◆ **Direction 1**: In the notes on HaMLet's Successor ML extensions, which token starts a comment that runs to the end of the line?
◆ **Direction 2**: Extend the notes on HaMLet's Successor ML extensions past their final line, "* Conjunctive Patterns.", in the same style.

◆ **Source document**:

This version of HaMLet incorporates a number of simple extensions and
changes proposed for Successor ML [www.successor-ml.org].
Lexical Syntax
--------------
* Line Comments.
The token "(*)" begins a comment that stretches until the end of line.
* Extended Literals.
Numeric literals may contain underscores to group digits, as in
1_000_000_000, 3.141_592_653, or 0wx_f300_4588. Furthermore, numeric
literals in binary notation are supported, e.g. 0wb1101_0010.
Records
-------
* Record Punning (derived form).
In record expressions, a field of the form id=id can be abbreviated
to id (in Standard ML that is only allowed in patterns). For instance:
fn {a, b, c} => {a, b=b+1, c, d=0}
* Record Extension.
A record r can be extended using the notation {a=2, b=3, ...=r}. For
instance,
val r1 = {a=1, b=2}
val r2 = {c=0, ...=r1}
binds r2 to {a=1, b=2, c=0}. The same syntax is available in patterns
to match the "rest" of a record:
case r2 of {b, ...=r'} => r'
evaluates to {a=1, c=0}.
As a derived form, ellipses can appear at any position in the record
(but only once):
val r2 = {...=r1, c=0}
Note that the context must still determine the fields denoted by the
ellipses (i.e. there is no record polymorphism yet). Those fields may
not overlap with the enumerated ones.
Record types can also be formed by extension:
type 'a t = {a:'a, b:bool}
type 'a u = {c:char, d:'a list, ...:'a t}
Now 'a u is equivalent to {a:'a, b:bool, c:char, d:'a list}.
* Record update (derived form).
Besides extension, a record r can be updated, using the notation
{r where a=2, b=3}. For example:
val r1 = {a=1, b=2, c=6}
val r2 = {r1 where b="hi"}
binds r2 to {a=1, b="hi", c=6}.
Again, the context must determine the fields in the base record.
It must include all updated fields (i.e. it is orthogonal to extension).
Note that update may change the types of modified fields.
Pattern Matching
----------------
* Disjunctive Patterns.
So-called "or-patterns" of the form "pat1 | pat2" are supported. For
example:
fun fac (0|1) = 1
| fac n = n * fac(n-1)
The syntax subsumes multiple or-patterns and multiple matches:
case exp of
| A | B | C => 1
| D | E => 2
* Conjunctive Patterns.

◆ **Entries shown**:

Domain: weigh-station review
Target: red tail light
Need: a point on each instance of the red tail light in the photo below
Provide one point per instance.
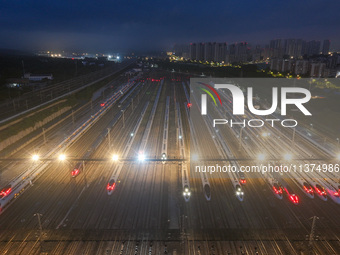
(277, 191)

◆ **Written answer 1**: The token "(*)".

◆ **Written answer 2**:
Layered patterns ("as" patterns) have been generalised to allow arbitrary
subpatterns on both sides, i.e. "pat1 as pat2". They are useful in
combination with nested matches (see below), but also have the advantage that
the order of binding may now be inverted (pat as x), which sometimes is more
readable.
* Nested matches.
Patterns may contain nested matching constructs of the form
pat1 with pat2 = exp
Such a pattern is matched by first matching pat1, then evaluating exp, and
matching its result against pat2. Variables bound in pat1 may occur in exp.
The pattern fails when either pattern does not match. The pattern binds the
combined set of variables occuring in pat1 and pat2. For instance, consider:
case xs of [x,y] with SOME z = f(x,y) => x+y+z | _ => 0
If xs is a two-element list [x,y] such that f(x,y) returns SOME z, then the
whole expression evaluates to x+y+z, otherwise to 0.
Nested matches are a very general construct that allows simple "views" and
pattern guards to be defined uniformly as derived forms (see below). They
can also be useful in combination with disjunctive patterns,
case args of x::_ | (nil with x = 0) => ...
or with guards (see below):
fun escape #"\"" = "\\\""
| escape #"\\" = "\\\\"
| escape (c with n=ord c) if (n < 32) = "\\^" ^ str(chr(n+64))
| escape c = str c
* Pattern guards (derived form).
Patterns may contain a boolean guards of the form "if exp", like in
fun nth(l, n) =
case (l, n) of
| (x::_, 0) => x
| (_::xs, n) if n>0 => nth(xs, n-1)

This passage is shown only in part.